═════ Extract

Market decides not to deal with issues ahead of FOMC, takes the day off.

The futures were flat and suggesting a sluggish session, and the market came through with just that. An early bounce, a pull down back to flat, a lunchtime rebound that formed an intraday double top, and then an afternoon fall back to session lows. All on low volume and flat breadth. The indices closed mixed, all hugging the flat line. Sluggish.

XOM's earnings were huge and with the OPEC meeting they helped energy as one of the leading sectors on the day. Those earnings are a double edged sword, however, because they will eventually reignite the drumbeat to relieve XOM of the burden of all of those 'windfall' or 'obscene' profits. Maybe not right now, but if we get another 'perfect storm' of events later this year and gasoline moves back to $3/gallon and beyond, Congress will feel political heat to do something. Even more so because it is a political hot button in an election year and democrats will attempt to use it to gain seats in Congress. You can argue whether that is right or wrong, but you can make book that is going to happen.

══════════
═════ Supplied records

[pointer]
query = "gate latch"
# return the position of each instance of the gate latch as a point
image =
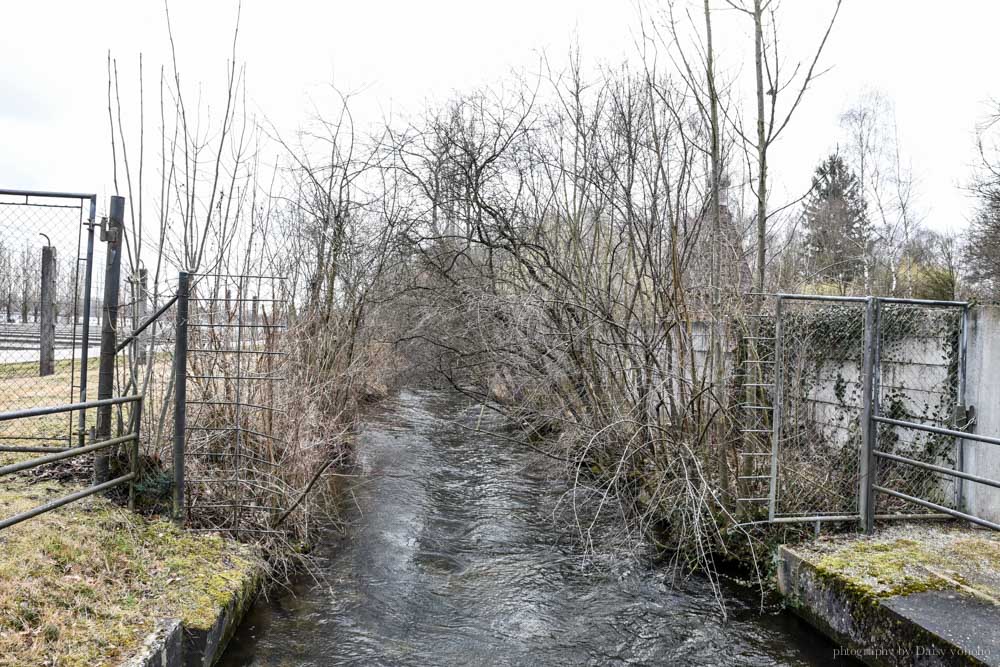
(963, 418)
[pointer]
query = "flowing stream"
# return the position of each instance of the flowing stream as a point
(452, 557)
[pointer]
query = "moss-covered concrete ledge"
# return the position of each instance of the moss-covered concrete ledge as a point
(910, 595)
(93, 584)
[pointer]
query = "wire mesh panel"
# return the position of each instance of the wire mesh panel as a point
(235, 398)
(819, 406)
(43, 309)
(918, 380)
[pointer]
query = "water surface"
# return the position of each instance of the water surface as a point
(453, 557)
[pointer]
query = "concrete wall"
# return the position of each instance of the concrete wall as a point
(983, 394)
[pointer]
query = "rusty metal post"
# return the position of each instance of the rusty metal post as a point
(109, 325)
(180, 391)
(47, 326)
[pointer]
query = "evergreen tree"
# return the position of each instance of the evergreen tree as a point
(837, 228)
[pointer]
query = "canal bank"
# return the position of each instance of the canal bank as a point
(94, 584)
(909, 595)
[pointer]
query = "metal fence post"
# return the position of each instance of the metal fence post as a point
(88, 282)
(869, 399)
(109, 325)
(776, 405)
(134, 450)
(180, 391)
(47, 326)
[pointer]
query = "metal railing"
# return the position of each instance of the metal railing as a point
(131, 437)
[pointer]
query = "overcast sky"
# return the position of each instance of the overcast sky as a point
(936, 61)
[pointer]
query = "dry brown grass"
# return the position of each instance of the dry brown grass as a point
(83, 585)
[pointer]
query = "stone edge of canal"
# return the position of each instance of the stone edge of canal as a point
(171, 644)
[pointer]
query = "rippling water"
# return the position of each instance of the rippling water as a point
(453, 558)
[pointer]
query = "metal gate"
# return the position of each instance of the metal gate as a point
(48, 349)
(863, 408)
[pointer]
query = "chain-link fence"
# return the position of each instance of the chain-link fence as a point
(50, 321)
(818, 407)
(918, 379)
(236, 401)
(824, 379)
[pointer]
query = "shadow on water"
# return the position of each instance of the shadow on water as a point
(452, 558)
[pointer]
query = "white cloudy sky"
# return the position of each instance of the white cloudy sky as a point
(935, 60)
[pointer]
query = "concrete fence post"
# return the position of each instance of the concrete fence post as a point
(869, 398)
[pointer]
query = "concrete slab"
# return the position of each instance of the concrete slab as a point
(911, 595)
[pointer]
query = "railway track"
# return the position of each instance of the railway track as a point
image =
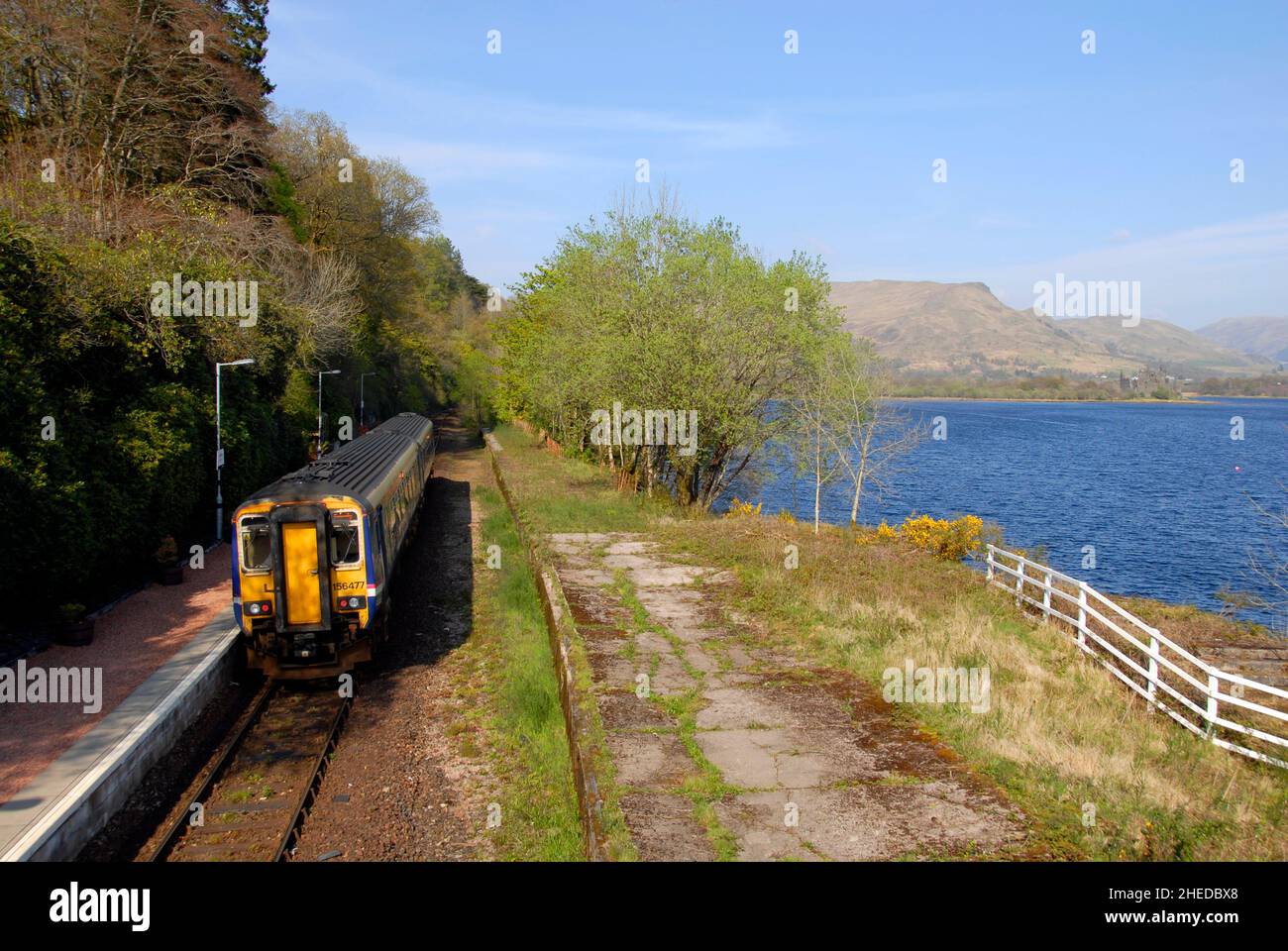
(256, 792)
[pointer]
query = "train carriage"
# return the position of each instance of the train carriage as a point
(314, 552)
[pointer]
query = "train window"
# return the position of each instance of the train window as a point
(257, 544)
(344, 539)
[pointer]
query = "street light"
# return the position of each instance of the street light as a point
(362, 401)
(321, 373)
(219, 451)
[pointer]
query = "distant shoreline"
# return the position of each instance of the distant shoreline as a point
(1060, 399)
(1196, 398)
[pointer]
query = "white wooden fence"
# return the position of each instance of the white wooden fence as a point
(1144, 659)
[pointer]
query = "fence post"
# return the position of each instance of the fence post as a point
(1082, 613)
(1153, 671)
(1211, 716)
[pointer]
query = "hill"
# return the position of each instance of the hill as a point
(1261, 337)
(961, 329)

══════════
═════ Supplied records

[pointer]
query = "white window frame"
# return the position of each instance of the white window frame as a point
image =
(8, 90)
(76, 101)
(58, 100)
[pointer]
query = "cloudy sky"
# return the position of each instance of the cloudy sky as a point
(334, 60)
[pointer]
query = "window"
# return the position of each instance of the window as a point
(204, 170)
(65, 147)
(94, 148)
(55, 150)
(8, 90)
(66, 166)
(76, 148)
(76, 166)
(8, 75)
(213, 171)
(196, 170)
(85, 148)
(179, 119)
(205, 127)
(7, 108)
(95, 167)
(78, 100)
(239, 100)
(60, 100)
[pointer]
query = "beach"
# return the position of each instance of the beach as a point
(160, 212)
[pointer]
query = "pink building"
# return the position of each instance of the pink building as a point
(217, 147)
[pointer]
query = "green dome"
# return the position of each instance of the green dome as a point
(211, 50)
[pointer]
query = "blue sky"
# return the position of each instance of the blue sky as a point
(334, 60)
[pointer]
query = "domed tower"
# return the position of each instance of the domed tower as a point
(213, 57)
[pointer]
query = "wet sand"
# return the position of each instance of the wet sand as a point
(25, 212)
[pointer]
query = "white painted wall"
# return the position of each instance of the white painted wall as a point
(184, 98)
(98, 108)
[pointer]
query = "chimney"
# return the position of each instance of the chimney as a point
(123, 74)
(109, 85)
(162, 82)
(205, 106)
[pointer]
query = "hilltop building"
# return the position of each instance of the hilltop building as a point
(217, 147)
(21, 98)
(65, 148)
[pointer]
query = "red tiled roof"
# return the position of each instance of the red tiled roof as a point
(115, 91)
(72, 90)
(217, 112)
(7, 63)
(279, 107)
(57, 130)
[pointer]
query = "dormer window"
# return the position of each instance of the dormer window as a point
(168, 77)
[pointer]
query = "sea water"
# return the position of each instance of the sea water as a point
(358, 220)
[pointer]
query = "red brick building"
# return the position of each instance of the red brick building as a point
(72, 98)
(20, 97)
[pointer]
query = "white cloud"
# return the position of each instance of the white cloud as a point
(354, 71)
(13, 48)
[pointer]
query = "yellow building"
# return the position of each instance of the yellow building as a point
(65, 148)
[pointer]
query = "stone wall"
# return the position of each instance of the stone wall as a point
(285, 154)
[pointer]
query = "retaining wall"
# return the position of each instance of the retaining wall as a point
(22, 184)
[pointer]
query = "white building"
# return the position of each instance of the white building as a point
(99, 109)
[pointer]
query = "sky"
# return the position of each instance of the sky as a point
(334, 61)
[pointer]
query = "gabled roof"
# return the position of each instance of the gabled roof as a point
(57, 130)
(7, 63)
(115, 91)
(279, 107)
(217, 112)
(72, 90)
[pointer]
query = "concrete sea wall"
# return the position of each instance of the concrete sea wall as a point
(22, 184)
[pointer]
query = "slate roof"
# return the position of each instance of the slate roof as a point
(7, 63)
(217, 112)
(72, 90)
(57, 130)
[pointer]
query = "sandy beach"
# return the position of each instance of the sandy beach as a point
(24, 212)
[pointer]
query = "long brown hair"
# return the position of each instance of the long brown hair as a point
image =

══════════
═════ Supplied records

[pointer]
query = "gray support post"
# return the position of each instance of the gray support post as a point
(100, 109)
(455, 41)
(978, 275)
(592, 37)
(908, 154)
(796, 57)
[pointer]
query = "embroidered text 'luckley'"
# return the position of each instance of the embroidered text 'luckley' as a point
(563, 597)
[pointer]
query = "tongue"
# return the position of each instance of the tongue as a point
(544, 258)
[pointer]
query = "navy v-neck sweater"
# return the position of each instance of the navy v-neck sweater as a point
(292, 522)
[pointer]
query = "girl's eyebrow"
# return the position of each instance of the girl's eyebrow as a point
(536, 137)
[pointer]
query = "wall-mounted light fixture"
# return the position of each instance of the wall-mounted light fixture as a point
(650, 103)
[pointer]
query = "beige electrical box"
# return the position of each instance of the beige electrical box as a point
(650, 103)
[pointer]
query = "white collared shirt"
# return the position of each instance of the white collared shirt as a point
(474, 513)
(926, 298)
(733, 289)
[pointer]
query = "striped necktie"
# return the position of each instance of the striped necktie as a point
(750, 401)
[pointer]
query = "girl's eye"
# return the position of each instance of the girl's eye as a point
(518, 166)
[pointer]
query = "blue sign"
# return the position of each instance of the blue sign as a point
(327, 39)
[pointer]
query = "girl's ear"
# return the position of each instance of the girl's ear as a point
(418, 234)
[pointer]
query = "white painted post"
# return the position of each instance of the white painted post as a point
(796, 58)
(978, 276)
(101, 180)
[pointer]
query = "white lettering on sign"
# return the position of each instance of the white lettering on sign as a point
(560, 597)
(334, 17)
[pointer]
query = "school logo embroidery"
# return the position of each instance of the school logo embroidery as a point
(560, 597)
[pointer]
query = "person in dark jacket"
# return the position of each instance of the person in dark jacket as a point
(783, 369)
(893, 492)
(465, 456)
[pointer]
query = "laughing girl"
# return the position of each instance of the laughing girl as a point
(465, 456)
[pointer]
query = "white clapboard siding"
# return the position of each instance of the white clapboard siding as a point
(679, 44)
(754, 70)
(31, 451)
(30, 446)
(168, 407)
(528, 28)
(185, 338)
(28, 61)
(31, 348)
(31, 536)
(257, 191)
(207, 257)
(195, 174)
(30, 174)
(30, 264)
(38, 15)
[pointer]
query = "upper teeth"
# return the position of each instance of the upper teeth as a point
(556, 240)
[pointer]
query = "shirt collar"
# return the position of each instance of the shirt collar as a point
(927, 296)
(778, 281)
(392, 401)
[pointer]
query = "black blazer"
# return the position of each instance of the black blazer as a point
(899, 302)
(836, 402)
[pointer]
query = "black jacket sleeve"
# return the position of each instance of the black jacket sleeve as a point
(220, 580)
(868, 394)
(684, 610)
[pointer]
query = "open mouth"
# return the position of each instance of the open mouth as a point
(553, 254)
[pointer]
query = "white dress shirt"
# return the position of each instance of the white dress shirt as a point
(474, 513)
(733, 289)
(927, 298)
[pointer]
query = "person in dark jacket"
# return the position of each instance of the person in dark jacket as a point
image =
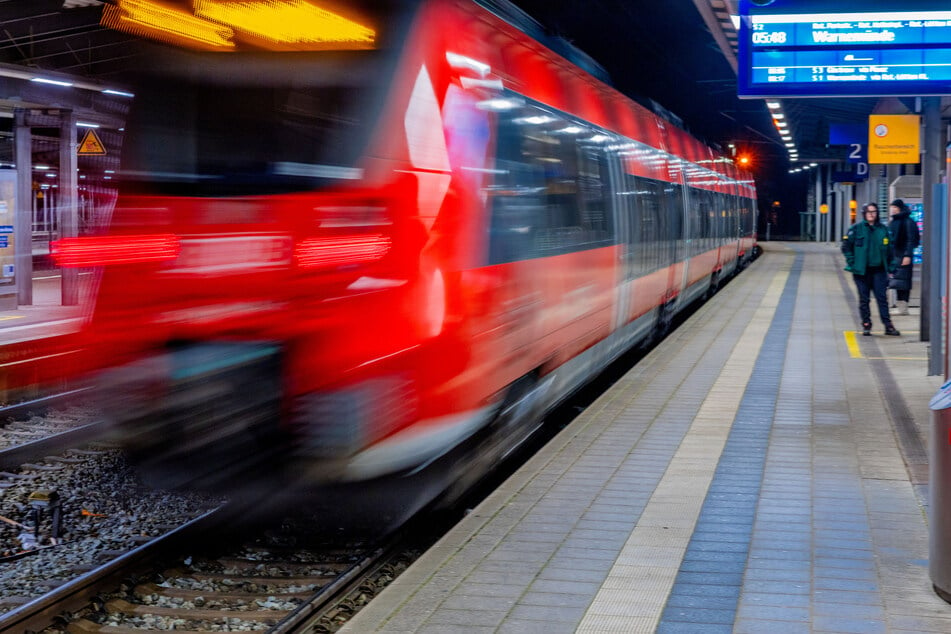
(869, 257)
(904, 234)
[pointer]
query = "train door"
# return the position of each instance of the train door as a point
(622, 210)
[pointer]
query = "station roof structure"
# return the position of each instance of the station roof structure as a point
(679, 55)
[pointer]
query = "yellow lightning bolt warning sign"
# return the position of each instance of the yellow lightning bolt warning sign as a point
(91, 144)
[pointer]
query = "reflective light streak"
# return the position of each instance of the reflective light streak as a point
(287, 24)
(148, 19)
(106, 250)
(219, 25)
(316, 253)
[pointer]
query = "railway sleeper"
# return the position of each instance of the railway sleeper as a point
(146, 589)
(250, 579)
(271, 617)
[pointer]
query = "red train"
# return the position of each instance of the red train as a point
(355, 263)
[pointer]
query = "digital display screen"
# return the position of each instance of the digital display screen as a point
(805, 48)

══════════

Goals:
(A) Pick out each line of the records that contains the string "streak".
(B) Write a continuation of the market commentary, starting after its final sentence.

Answers for this exercise:
(A)
query = "reflective light streak"
# return the position of each instance of the reflective light streak as a point

(B)
While it was not openly discussed, we heard a few desks talking about just that, and complained it was part of the overall lack of direction. It was likely more than that what with the FOMC meeting to invert the bond yield curve on Tuesday, more earnings to come, and a lot more economic data this week as well. And of course, the January highs are just overhead as well; after two solid upside sessions the market was not ready to deal with that yet.

Volume was significantly lower and breadth was flat as a pancake. Leaders in last week's move took a breather (e.g. SOX and some of the semiconductor big leaders, BRCM, MRVL). Stocks were unable as a whole to continue toward the January highs; not a huge issue yet after such a solid recovery last week. After this pause, however, they will need to continue that move. Thus we are looking for a pause that refreshes even while the earnings, economic, Fed, and overseas issues bump against the market.

THE MARKET

MARKET SENTIMENT

Almost like clockwork on Monday, when the market slowed down after a move there was talk about low volatility, high bullishness in the market, and a low put/call ratio. We heard it from a television reporter on the floor, how these were at the lowest level in years, etc., and how that was an issue for the market.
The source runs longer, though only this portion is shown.